JOB A - Find every line in the records that contains the word "woman", and copy each of those lines.

# Stage 2 Litter Kwitter



## MaineCoonMommy (Feb 12, 2011)

Perhaps a bit early, we'll see. He had no problems hopping on up and checking it out though. He's been using stage 1 with no problems.

Thinking about it. . . .









What's this then?









Moments later he'd fallen head-first into the toilet! Oops!


----------



## lymorelynn (Oct 4, 2008)

Bless him  He does seem to be interested in it - that's a good start :thumbup: I'd love to give one a try but I don't think my DH would be too keen on sharing the loo with the cat


----------



## Dally Banjo (Oct 22, 2009)

MC's & water  :lol::lol::lol:


----------



## MaineCoonMommy (Feb 12, 2011)

Yeah, he was really intrigued by the toilet when I began to change the fitting, cause he usually sees it covered. He wasn't too impressed after falling in though! lol


----------



## Dally Banjo (Oct 22, 2009)

MaineCoonMommy said:


> Yeah, he was really intrigued by the toilet when I began to change the fitting, cause he usually sees it covered. He wasn't too impressed after falling in though! lol


Louie & Tango's ambition is to get into that escape route  :arf: :lol::lol::lol:


----------



## Cazzer (Feb 1, 2010)

Excerpts of location labeling data
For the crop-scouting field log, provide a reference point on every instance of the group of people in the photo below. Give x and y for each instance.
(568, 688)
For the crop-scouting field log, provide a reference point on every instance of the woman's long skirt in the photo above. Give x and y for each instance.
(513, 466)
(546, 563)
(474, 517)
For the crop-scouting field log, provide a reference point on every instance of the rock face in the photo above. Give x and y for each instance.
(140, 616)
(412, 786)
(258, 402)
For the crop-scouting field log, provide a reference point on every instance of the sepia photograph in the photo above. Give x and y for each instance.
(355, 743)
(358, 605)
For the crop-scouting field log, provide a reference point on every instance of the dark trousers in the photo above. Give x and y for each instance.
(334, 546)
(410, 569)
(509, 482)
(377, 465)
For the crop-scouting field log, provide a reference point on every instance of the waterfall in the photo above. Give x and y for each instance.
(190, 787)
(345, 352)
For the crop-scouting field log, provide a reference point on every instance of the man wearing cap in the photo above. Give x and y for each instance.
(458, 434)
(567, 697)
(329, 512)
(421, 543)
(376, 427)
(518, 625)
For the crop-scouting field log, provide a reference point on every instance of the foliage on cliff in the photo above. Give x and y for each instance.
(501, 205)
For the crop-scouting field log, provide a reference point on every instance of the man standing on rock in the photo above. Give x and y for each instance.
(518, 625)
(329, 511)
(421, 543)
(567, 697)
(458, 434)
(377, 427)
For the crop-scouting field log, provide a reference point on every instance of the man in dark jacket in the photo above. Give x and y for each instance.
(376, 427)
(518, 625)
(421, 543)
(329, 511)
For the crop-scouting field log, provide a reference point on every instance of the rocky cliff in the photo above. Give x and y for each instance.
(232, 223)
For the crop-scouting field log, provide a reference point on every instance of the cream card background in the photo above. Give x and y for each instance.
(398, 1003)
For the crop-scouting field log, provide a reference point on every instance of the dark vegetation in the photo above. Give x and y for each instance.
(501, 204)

---

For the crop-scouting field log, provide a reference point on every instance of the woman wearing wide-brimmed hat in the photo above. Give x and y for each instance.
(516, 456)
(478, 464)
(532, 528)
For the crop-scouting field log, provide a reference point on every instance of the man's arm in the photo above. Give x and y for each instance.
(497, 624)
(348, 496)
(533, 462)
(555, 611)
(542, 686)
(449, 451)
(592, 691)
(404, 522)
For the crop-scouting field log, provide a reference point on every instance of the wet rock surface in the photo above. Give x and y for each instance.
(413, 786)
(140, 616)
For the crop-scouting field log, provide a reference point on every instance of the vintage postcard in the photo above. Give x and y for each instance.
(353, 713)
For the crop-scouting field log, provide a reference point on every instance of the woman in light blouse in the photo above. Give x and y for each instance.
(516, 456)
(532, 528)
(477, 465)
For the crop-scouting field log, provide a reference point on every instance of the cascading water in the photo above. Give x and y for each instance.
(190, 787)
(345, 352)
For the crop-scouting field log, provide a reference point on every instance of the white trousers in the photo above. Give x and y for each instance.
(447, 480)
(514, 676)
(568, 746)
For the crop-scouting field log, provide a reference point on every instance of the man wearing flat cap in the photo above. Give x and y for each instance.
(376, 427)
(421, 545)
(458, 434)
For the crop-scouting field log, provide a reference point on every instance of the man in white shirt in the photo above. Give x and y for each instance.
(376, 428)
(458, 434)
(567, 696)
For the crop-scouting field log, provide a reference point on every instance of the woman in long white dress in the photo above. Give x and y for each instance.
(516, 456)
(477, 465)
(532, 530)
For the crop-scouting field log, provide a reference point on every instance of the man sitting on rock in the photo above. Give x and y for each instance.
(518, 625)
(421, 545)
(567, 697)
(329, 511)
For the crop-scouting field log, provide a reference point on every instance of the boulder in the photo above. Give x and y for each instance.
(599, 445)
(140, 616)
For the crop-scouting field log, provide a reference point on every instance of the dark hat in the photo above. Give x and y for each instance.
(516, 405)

JOB B - Resume the forum thread about toilet-training a cat with a Litter Kwitter, starting right after its last line.

TASK OUTPUT A -
For the crop-scouting field log, provide a reference point on every instance of the woman's long skirt in the photo above. Give x and y for each instance.
For the crop-scouting field log, provide a reference point on every instance of the woman wearing wide-brimmed hat in the photo above. Give x and y for each instance.
For the crop-scouting field log, provide a reference point on every instance of the woman in light blouse in the photo above. Give x and y for each instance.
For the crop-scouting field log, provide a reference point on every instance of the woman in long white dress in the photo above. Give x and y for each instance.

TASK OUTPUT B -
lovely boy! Good luck with the kwitter!


----------



## tylow (Feb 11, 2009)

He's just adorable sitting on his wee step  If we had two toilets i'd give our two a go with the litter kwitter but don't fancy forming an orderly queue behind the cats for the loo


----------



## MaineCoonMommy (Feb 12, 2011)

LOL DB! Thanks everyone. Tylow, actually that is the situation at the moment.I've had to knock on the bathroom door cause Minoush is sitting outside waiting his turn LOL.


----------



## Gem16 (Aug 5, 2010)

lol love the last 1!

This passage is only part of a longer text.